TEXT EXCERPT.

2.10. Gene family expansion and contraction
We used CAFÉ (De Bie, Cristianini, Demuth, & Hahn, 2006) to analyze changes in gene family size under a random birth and death model, over the phylogenetic tree with divergence times. A global gene birth and death rate parameter λ across all branches for all gene families was estimated using the maximum likelihood method. The conditional p‐value was calculated, and families with a p‐value <0.05 were determined to suffer significant family changes.
2.11. Divergence time
The CDS sequences of the single‐copy orthologous genes were used for estimating divergence times based on the phylogenetic tree. The PAML (Yang, 2007) MCMCTREE (Yang & Rannala, 2006) performs Bayesian estimation of species divergence times using soft fossil constraints under various molecular clock models. The Markov chain Monte Carlo (MCMC) process of PAML MCMCTREE was run to sample 1,000,000 times, with sample frequency set to 50, after a burn‐in of 5,000,000 iterations. Parameters of “finetune” were set as “0.004, 0.016, 0.01, 0.10, 0.58.” Other parameters were set as default. We did two independent runs to confirm that the different runs produced very similar results.

[Segmentation mask data]
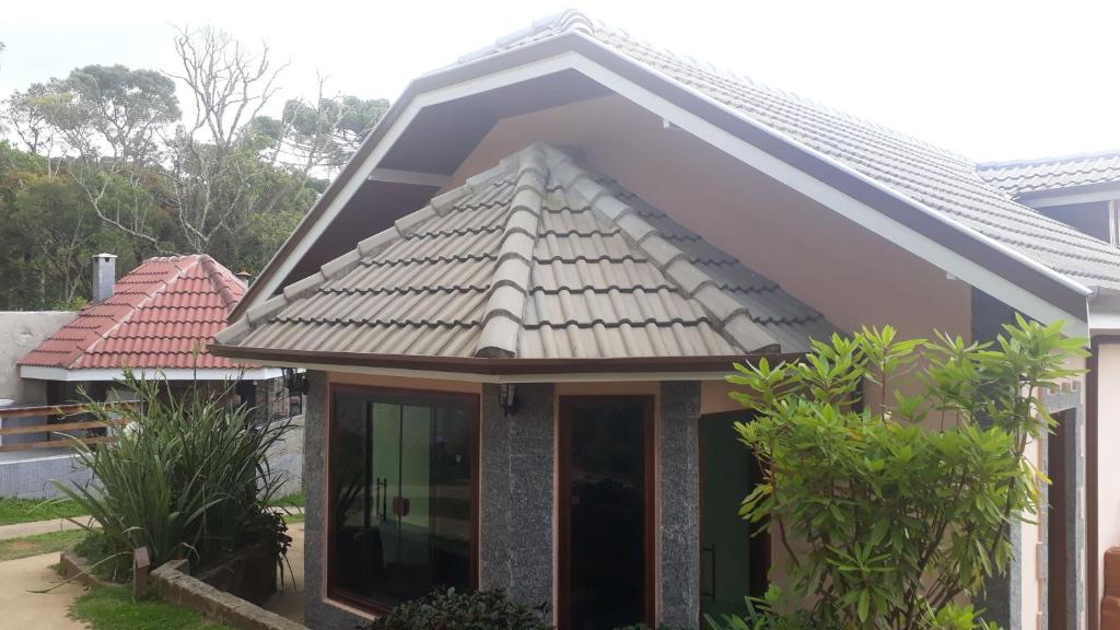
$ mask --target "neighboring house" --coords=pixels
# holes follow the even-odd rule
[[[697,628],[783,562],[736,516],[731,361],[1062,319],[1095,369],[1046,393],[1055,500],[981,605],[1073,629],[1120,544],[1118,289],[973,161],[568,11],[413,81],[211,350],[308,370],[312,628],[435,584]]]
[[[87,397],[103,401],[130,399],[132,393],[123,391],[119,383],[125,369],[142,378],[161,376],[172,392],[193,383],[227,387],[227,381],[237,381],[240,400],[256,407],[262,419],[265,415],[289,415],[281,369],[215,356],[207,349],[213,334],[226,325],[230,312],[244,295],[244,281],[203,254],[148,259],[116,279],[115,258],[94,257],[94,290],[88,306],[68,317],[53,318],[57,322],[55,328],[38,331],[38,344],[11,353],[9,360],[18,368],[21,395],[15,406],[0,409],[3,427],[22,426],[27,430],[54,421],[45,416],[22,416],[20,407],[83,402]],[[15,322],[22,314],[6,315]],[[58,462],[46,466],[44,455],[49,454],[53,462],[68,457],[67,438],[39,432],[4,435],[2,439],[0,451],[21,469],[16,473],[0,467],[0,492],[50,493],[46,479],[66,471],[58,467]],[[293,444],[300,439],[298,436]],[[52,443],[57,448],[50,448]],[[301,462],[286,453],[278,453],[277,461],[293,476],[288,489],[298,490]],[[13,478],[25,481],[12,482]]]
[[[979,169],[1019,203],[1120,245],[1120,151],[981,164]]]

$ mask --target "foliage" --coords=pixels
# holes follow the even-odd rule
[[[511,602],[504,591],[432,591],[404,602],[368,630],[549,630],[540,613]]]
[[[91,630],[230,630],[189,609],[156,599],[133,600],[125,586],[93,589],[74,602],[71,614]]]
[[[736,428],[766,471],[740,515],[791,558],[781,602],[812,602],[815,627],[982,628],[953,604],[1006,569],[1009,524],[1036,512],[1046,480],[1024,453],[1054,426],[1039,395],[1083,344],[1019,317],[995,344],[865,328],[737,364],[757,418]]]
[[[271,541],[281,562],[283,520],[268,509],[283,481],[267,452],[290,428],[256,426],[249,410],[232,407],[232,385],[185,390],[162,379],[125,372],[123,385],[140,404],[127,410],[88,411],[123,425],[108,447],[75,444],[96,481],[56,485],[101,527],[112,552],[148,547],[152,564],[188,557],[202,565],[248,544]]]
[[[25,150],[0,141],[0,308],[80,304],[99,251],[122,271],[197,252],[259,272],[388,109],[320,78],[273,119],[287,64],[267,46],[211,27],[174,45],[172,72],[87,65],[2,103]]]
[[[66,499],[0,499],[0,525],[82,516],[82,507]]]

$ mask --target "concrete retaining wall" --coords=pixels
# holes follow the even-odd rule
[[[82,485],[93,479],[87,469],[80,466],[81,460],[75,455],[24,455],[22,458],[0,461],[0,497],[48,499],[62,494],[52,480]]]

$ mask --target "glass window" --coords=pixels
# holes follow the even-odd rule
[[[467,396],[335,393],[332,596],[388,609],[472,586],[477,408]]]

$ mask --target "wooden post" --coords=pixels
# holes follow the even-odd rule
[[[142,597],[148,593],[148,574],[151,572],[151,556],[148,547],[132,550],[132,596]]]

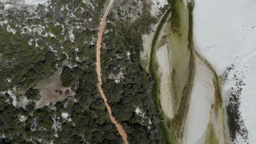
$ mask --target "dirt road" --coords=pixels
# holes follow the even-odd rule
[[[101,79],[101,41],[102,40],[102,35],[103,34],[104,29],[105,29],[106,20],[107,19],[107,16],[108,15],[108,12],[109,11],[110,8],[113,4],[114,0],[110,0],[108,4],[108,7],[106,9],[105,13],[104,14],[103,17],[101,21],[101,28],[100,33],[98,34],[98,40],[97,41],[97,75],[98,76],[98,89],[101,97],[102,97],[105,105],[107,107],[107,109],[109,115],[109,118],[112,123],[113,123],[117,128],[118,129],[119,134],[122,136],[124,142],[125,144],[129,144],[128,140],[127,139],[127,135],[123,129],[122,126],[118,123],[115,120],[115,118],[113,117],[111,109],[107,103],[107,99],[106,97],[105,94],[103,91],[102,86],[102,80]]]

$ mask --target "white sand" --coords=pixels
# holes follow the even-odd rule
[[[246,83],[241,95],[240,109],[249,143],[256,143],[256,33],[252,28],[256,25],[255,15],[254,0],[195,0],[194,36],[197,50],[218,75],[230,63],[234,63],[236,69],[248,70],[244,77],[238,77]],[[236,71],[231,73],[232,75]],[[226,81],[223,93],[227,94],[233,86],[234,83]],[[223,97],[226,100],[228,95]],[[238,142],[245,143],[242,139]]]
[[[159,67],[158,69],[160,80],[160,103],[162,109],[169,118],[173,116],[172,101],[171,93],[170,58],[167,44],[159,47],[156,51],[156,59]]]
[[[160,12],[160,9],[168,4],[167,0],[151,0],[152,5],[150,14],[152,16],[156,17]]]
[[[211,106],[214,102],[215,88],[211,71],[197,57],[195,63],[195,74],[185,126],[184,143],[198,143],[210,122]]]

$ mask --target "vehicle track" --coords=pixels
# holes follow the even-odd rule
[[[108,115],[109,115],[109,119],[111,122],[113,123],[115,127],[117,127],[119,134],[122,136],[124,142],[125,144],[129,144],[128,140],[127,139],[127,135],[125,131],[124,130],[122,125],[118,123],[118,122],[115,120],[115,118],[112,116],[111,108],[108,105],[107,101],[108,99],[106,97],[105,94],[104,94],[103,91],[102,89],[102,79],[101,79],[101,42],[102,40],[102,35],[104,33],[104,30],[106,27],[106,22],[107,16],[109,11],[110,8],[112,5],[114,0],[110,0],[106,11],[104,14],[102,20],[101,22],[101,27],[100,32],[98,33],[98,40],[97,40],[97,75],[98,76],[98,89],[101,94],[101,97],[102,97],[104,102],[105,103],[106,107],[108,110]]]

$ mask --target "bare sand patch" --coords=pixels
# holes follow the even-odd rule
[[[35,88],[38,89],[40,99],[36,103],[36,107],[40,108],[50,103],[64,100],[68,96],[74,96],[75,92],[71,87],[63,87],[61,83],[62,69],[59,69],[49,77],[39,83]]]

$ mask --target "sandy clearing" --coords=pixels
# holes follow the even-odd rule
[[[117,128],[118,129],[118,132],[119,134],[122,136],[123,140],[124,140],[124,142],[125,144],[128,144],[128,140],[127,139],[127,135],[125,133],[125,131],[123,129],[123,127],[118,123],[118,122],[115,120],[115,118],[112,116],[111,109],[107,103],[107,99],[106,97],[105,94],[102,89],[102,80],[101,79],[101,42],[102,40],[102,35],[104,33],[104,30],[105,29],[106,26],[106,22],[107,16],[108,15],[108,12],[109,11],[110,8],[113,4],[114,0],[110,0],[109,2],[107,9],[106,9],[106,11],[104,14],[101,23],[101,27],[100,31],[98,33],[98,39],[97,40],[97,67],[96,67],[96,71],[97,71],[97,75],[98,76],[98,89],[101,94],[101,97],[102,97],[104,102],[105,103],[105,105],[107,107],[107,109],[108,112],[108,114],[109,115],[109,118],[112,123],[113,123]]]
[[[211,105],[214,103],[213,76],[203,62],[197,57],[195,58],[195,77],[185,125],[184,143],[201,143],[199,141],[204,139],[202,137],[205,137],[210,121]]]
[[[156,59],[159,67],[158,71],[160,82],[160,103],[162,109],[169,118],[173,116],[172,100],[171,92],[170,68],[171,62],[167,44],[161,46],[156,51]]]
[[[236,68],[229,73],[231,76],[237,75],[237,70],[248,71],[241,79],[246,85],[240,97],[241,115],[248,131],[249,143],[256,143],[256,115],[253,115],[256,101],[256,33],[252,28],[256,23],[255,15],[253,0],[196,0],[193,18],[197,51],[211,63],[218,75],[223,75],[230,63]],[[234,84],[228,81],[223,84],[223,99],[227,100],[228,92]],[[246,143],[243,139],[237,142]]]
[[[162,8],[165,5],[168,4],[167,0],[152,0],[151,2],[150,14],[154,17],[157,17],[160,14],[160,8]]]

---

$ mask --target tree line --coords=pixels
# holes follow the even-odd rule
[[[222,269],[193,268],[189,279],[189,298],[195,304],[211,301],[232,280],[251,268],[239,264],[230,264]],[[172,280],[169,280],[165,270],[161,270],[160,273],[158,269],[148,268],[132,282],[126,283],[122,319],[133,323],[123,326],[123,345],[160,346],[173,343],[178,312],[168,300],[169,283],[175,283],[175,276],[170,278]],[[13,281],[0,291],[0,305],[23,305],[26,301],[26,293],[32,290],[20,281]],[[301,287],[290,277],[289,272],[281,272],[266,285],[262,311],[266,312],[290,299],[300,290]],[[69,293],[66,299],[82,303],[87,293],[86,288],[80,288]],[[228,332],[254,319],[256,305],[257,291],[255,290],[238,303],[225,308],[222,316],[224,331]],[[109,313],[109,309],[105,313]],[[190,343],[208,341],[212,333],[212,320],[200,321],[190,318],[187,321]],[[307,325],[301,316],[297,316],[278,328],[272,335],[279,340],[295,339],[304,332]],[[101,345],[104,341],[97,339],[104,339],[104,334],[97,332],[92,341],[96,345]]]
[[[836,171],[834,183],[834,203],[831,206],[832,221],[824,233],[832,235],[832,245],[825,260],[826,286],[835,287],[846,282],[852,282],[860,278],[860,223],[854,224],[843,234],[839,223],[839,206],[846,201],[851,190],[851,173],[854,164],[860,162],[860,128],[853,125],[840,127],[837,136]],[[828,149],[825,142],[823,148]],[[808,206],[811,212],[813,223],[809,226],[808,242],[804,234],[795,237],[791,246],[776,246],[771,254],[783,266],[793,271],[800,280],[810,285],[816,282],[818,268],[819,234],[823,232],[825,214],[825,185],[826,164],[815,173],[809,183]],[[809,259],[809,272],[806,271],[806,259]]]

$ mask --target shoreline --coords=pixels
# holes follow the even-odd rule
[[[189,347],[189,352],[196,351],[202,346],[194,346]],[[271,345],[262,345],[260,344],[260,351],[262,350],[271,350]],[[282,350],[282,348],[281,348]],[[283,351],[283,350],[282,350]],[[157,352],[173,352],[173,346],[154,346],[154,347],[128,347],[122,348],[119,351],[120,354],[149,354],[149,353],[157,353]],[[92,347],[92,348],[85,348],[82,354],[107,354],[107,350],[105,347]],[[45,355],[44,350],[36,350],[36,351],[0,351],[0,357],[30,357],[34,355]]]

ACTIONS TO TAKE.
[A] In the methods excerpt on gene families and divergence times, what p-value cutoff marked a gene family as having undergone significant change?
[B] Translate this sentence from the methods excerpt into Spanish: "We did two independent runs to confirm that the different runs produced very similar results."

ANSWERS BY ITEM NUMBER.
[A] A p-value below 0.05.

[B] Realizamos dos ejecuciones independientes para confirmar que las distintas ejecuciones producían resultados muy similares.